§ Passage:
Dr. Collins specializes in arthroscopic and reconstructive surgery of the shoulder, hip, knee and elbow. 

Here, he discusses why he joined TOCA, how 3D printing will develop in orthopedics and future trends in the field.

Question: Why did you join The Orthopedic Clinic Association?

Dr. Tyler Collins: I have wanted to join TOCA since moving to Phoenix. Their reputation is outstanding and I am excited to work alongside outstanding physicians. In addition, TOCA has ample opportunities for me to create the type of practice I always wanted in sports medicine.

Q: How do you see 3D printing developing in orthopedics?

TC: Right now, 3D printing is primarily used to create anatomic models of a patient's joint. These can be used to aid in surgical planning or to create custom implants. This is generally only necessary in very difficult cases with altered anatomy such as revision surgery. As the technology evolves, 3D printing could potentially be very helpful for biologically recreating a patient's native joint as a donor to replace diseased tissue. 

Currently we use allograft, or donor tissue from another person, in many cases, which is not always readily available. Some patients needing cartilage restoration wait 6 months or more for an acceptable graft. 3D biologic printing could potentially create perfectly matched tissue that would be available more readily.

Q: What do you see as the next big trend in orthopedic sports medicine?

TC: In my mind, the biggest challenges we face currently are perfecting methods of treating cartilage disease in the active population, as well as improving biologic treatments such as platelet rich plasma and stem cells to aid in healing. There are currently many methods of cartilage restoration, and it is unclear which are best and most cost effective. Results of biologic treatments such as stem cells are also quite variable. Some patients experience great relief while others receive little to no benefit. This is a problem because these treatments are generally not covered by insurance. We need more research to elucidate how to make biologics more predictable as well as affordable.

§ Records provided:
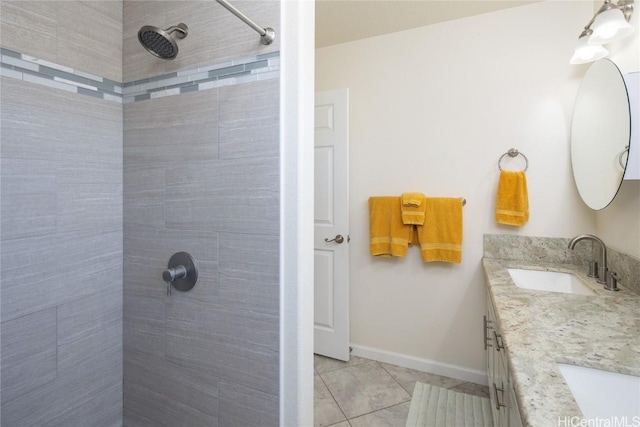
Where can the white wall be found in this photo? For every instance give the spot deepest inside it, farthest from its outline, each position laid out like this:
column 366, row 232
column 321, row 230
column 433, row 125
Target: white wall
column 432, row 110
column 619, row 223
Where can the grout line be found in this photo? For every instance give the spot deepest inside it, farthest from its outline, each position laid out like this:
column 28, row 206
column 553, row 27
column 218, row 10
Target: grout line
column 334, row 399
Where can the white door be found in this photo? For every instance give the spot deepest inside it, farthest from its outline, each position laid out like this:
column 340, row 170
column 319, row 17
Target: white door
column 331, row 219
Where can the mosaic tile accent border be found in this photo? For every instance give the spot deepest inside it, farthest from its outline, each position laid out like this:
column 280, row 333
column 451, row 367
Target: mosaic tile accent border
column 261, row 67
column 24, row 67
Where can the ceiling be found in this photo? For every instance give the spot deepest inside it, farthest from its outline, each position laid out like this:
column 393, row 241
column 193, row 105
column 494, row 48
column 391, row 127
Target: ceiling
column 341, row 21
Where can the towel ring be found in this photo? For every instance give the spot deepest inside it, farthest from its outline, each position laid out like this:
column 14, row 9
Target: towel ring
column 623, row 163
column 513, row 153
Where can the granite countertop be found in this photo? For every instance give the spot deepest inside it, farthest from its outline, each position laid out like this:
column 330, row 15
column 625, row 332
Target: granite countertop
column 541, row 328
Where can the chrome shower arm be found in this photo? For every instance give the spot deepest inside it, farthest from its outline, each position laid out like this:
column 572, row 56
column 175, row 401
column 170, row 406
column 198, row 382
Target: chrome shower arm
column 267, row 35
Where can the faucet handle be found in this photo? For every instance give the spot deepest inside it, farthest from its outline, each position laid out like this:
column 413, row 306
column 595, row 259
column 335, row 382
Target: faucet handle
column 612, row 282
column 593, row 269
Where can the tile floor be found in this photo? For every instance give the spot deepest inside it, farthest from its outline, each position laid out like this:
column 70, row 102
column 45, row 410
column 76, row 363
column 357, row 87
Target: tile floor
column 367, row 393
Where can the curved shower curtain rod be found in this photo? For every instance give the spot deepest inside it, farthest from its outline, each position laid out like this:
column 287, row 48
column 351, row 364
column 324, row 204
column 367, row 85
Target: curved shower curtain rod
column 267, row 35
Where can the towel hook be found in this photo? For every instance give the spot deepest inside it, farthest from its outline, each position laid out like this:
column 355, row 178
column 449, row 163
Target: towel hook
column 513, row 152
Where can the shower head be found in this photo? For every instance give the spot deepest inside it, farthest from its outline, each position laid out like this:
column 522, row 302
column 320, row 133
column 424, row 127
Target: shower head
column 159, row 42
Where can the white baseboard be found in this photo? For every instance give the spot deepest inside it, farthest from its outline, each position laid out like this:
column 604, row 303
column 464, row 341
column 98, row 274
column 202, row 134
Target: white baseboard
column 419, row 364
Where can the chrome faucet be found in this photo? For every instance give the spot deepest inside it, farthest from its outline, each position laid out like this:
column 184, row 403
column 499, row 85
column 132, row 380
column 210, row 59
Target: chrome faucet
column 603, row 275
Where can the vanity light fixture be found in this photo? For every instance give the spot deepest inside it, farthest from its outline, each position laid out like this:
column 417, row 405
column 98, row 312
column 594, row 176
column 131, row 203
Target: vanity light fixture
column 586, row 52
column 610, row 23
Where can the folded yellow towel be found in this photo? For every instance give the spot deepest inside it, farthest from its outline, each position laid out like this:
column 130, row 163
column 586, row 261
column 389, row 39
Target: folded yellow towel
column 512, row 201
column 388, row 235
column 413, row 208
column 440, row 237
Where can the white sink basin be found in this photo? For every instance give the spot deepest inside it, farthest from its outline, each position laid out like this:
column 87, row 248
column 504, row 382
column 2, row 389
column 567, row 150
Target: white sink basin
column 551, row 281
column 603, row 394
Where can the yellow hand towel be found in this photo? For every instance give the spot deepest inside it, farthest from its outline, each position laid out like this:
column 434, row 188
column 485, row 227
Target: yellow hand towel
column 388, row 235
column 512, row 201
column 413, row 208
column 441, row 235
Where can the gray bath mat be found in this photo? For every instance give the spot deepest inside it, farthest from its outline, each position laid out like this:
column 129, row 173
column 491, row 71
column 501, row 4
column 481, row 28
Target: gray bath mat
column 433, row 406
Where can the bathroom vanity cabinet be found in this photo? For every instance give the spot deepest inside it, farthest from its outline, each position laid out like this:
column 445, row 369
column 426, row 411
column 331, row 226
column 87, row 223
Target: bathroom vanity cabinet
column 504, row 406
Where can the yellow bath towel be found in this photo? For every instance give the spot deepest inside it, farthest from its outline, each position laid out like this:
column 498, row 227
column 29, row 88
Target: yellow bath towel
column 512, row 201
column 413, row 208
column 440, row 237
column 388, row 235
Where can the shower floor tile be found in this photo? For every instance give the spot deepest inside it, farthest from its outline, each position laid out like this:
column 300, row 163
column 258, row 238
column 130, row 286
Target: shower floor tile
column 367, row 393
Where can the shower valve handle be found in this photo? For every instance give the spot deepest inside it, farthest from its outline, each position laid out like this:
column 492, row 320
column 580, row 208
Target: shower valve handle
column 172, row 274
column 181, row 273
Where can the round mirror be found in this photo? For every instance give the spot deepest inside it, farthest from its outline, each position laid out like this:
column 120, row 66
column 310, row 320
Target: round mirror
column 600, row 133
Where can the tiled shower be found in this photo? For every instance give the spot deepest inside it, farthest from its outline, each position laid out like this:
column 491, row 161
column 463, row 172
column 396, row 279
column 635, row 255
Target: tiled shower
column 113, row 160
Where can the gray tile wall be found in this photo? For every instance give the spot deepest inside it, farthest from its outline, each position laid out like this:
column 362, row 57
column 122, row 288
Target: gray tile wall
column 61, row 220
column 61, row 257
column 201, row 174
column 81, row 34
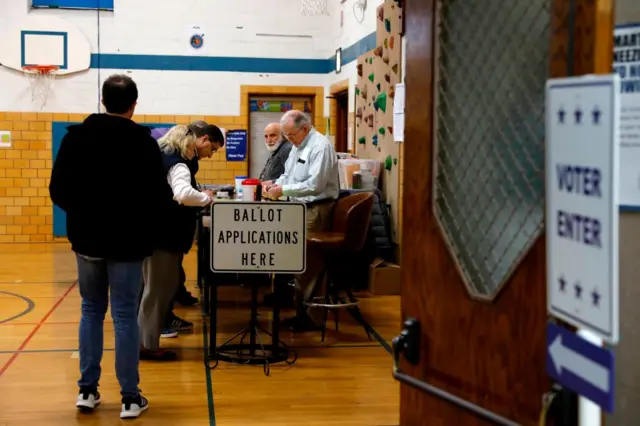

§ Description of the task:
Reproduce word for word the part of the interview that begins at the words "Here, he discusses" and ends after the words "developing in orthopedics?". The entries are separate from the interview and unrelated to it.

§ Your solution:
Here, he discusses why he joined TOCA, how 3D printing will develop in orthopedics and future trends in the field.

Question: Why did you join The Orthopedic Clinic Association?

Dr. Tyler Collins: I have wanted to join TOCA since moving to Phoenix. Their reputation is outstanding and I am excited to work alongside outstanding physicians. In addition, TOCA has ample opportunities for me to create the type of practice I always wanted in sports medicine.

Q: How do you see 3D printing developing in orthopedics?